[Data start]
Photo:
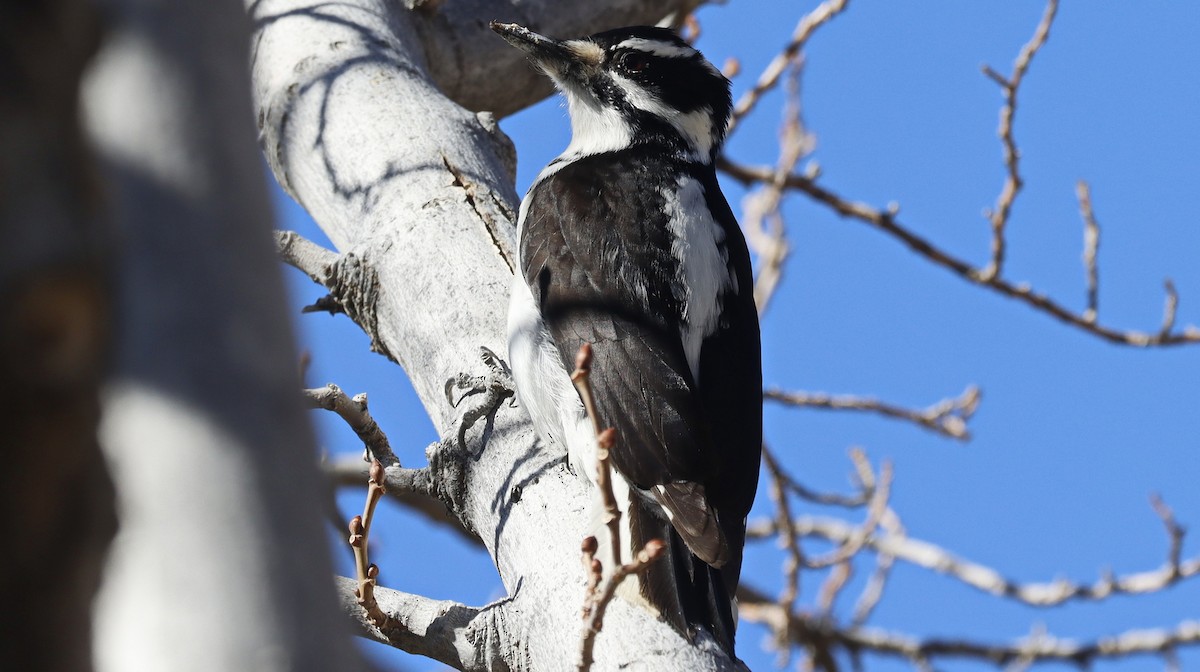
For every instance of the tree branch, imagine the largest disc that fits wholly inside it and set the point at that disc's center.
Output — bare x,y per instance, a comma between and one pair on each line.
823,13
982,577
947,418
888,222
1038,647
1013,181
354,412
443,630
[Data end]
** Aim of the task **
Reproduce every line of the entries above, including the instructions, but with -63 added to each x and y coordinate in the answers. Omit the pictures.

** Answer to this problem **
Photo:
For every instance of the tree branch, imagine the largest disc that fits wholly inside it and set the point at that disc's center.
Output — bare x,y per instance, a comma between and one pair on each line.
760,-50
919,514
884,355
825,159
975,584
950,118
291,349
380,567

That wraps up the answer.